** Source passage follows **

Judge Suspends MTA Service Cuts by Two Weeks
A U.S. District Court judge recently ordered a two-week extension to the MTA’s effective date for limiting services in its Able-Ride program.
After the MTA announced in March that it would be limiting its Able-Ride services to save money, several disability advocacy groups filed a class-action lawsuit against the company.
The MTA describes Able-Ride as a “shared ride, curb-to-curb paratransit bus service for people with disabilities. Able-Ride provides transportation for people who are unable to use fixed route bus service for some or all of their trips.”
On Friday, April 9 Judge Joanna Seybert issued a temporary restraining order to prevent the MTA from making cuts to the Able-Ride service. The MTA was originally scheduled to institute a new policy for its Able-Ride program on Monday, April 12. The ruling means the MTA will not be instituting its new policy until after its next court appearance on April 27.

** End of Source passage **

- Tasks and exercises -
(A) In the article on the Able-Ride service cuts, write out the passage from "Judge Suspends MTA" to "against the company." again, switching "class-action lawsuit" to "legal challenge".
(B) Summarize the article on the Able-Ride service cuts in two sentences.
(C) Carry on the news article about the Able-Ride ruling from the point where it stops.

** Study material follows **

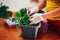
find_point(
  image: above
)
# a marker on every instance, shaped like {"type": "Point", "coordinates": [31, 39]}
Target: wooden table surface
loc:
{"type": "Point", "coordinates": [15, 34]}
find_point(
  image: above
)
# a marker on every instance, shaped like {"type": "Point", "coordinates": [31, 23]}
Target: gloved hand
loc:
{"type": "Point", "coordinates": [32, 10]}
{"type": "Point", "coordinates": [36, 18]}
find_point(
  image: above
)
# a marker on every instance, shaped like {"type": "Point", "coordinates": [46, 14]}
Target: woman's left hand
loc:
{"type": "Point", "coordinates": [36, 18]}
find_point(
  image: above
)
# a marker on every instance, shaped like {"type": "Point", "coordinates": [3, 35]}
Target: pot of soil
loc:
{"type": "Point", "coordinates": [30, 31]}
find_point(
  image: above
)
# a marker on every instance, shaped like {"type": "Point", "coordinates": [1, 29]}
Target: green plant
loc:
{"type": "Point", "coordinates": [22, 18]}
{"type": "Point", "coordinates": [3, 11]}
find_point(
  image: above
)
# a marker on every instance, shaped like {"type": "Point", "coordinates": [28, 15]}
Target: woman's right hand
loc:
{"type": "Point", "coordinates": [33, 10]}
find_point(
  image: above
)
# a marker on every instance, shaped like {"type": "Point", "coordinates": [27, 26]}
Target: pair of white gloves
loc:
{"type": "Point", "coordinates": [36, 17]}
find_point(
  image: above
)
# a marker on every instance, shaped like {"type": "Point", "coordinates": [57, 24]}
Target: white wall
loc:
{"type": "Point", "coordinates": [15, 5]}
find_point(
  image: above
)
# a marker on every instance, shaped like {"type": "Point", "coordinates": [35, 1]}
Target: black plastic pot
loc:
{"type": "Point", "coordinates": [29, 31]}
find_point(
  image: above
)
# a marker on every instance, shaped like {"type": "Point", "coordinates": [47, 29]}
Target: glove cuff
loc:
{"type": "Point", "coordinates": [41, 17]}
{"type": "Point", "coordinates": [34, 10]}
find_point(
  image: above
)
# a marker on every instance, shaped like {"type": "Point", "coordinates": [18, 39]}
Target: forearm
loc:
{"type": "Point", "coordinates": [41, 4]}
{"type": "Point", "coordinates": [53, 13]}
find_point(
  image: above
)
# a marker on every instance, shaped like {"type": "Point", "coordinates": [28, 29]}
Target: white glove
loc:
{"type": "Point", "coordinates": [32, 10]}
{"type": "Point", "coordinates": [36, 18]}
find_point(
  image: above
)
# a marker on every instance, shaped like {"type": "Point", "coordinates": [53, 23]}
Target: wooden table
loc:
{"type": "Point", "coordinates": [7, 33]}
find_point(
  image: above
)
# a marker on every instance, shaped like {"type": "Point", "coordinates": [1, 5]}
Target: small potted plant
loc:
{"type": "Point", "coordinates": [23, 20]}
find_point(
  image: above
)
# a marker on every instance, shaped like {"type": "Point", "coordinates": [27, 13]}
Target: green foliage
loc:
{"type": "Point", "coordinates": [21, 17]}
{"type": "Point", "coordinates": [3, 11]}
{"type": "Point", "coordinates": [23, 11]}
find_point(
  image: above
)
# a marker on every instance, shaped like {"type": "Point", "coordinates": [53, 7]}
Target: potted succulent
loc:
{"type": "Point", "coordinates": [23, 20]}
{"type": "Point", "coordinates": [3, 11]}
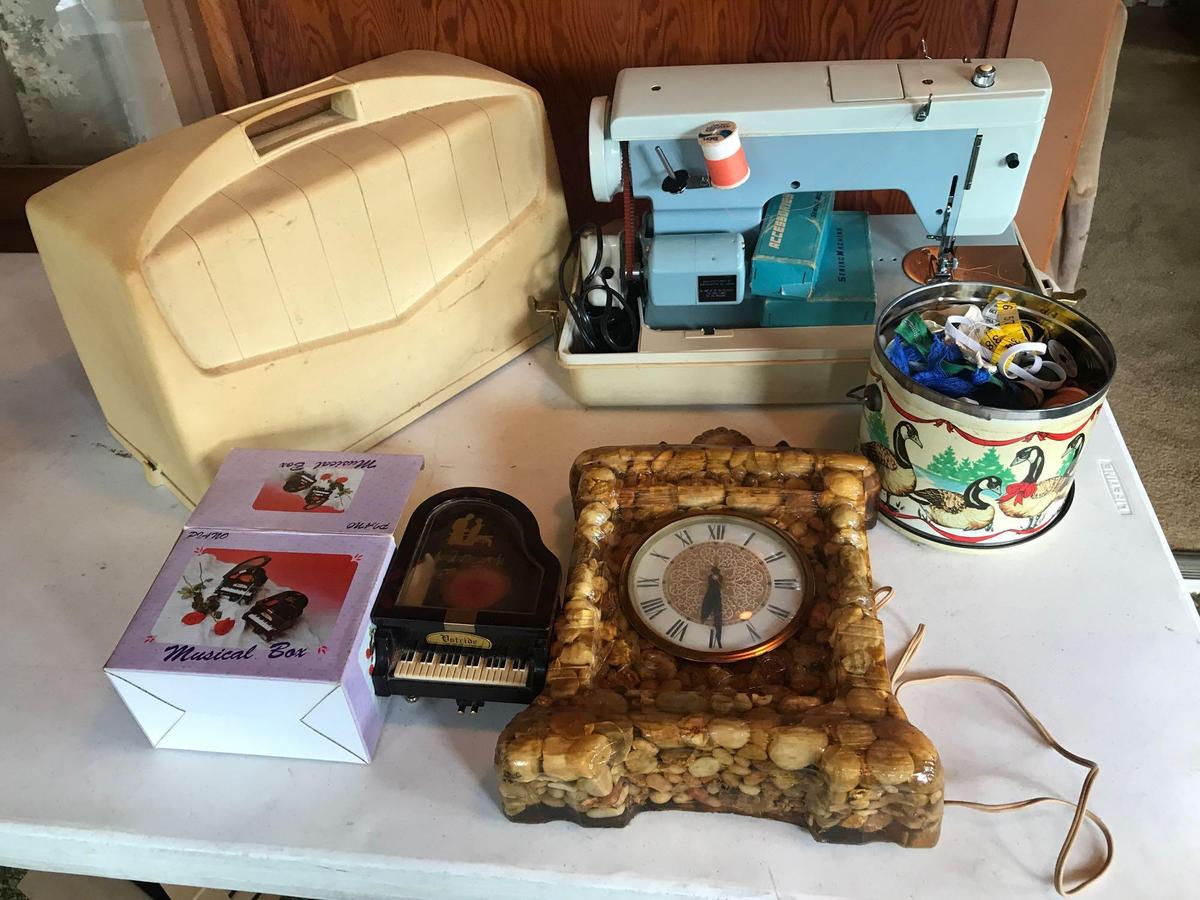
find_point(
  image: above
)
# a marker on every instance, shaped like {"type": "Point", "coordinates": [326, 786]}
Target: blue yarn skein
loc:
{"type": "Point", "coordinates": [930, 372]}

** End of Study material **

- Answers below -
(A)
Judge Suspends MTA Service Cuts by Two Weeks
A U.S. District Court judge recently ordered a two-week extension to the MTA’s effective date for limiting services in its Able-Ride program.
After the MTA announced in March that it would be limiting its Able-Ride services to save money, several disability advocacy groups filed a legal challenge against the company.

(B) After the MTA announced in March that it would limit its Able-Ride paratransit service to save money, several disability advocacy groups filed a class-action lawsuit against it. On April 9, U.S. District Court Judge Joanna Seybert issued a temporary restraining order against the cuts, so the new policy planned for April 12 will not take effect until after the MTA's next court appearance on April 27.

(C)
Able-Ride customers, about 7,000 people, received a letter from MTA Long Island Bus dated March 10, notifying them that effective April 12 the ride service would be limited to “locations within three quarters of a mile on either side of a fixed-route (regular) bus line. This service also includes a three-quarter-mile radius at the end of each fixed-route bus line,” to maintain compliance with the Americans with Disabilities Act.
Currently the service is provided to residents throughout Nassau County, regardless of distance to a fixed-route bus line. A description of the service on MTA’s website says distance from a bus stop is not taken into consideration in determining eligibility for the program.
Aaron Liebowitz, executive director of Adults and Children with Learning and Developmental Disabilities, Inc., said that the people most affected by the changes would be residents of Bayville, Oyster Bay and Syosset areas, because there are no fixed route bus lines, which means those residents are not within the ADA-required areas and therefore would not be eligible for service.
The MTA said those people utilizing the service in those areas “represent approximately 9 percent of Able-Ride’s total completed trips in 2009.”
The Helen Keller Center and United Cerebral Palsy of Nassau County, Inc. along with ACLD, filed the lawsuit on behalf of 14 disabled individuals, and said in a joint statement, “These cuts, if put into effect, will cause considerable hardship to persons with disabilities in Nassau County, negatively impact their right to live independently and will cause many to lose their jobs.”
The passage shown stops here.